--- Start Task inputs ---

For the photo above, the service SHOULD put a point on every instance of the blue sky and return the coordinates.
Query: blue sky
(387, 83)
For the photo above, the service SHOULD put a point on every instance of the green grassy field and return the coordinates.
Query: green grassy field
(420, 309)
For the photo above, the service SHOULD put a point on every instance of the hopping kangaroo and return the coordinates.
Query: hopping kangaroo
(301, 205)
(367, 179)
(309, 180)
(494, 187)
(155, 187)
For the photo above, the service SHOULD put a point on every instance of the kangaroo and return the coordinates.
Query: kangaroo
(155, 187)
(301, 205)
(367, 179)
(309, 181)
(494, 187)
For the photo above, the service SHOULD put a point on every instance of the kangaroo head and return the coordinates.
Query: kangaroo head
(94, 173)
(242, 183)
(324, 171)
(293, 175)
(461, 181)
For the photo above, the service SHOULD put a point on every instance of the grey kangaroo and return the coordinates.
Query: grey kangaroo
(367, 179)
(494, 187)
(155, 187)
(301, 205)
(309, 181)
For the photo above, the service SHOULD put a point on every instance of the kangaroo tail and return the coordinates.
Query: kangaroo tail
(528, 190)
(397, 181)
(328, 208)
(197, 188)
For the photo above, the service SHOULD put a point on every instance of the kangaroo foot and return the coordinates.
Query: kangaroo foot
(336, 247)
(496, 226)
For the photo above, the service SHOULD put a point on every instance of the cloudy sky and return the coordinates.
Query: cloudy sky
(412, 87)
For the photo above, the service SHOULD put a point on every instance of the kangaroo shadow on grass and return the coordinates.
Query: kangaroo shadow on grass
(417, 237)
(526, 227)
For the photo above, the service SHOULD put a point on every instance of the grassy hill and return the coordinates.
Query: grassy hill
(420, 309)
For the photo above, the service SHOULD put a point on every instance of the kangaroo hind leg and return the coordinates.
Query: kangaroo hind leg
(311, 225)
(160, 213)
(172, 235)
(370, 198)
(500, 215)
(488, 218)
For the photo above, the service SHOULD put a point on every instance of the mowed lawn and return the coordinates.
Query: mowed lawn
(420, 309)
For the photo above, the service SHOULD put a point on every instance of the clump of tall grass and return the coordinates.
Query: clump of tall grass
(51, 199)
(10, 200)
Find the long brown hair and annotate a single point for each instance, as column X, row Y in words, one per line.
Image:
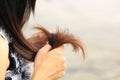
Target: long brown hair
column 13, row 15
column 56, row 39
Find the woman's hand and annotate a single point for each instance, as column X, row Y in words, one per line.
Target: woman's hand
column 49, row 64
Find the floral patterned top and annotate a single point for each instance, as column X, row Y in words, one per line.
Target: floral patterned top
column 19, row 68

--- End Task inputs ---

- What is needed:
Copy out everything in the data from the line containing "Find the long" down to the line containing "column 56, row 39", word for word, leaving out any pictures.

- Answer to this problem:
Find the long brown hair and annotate a single point for each instance, as column X, row Y in words, one per line.
Image:
Target: long brown hair
column 13, row 15
column 56, row 39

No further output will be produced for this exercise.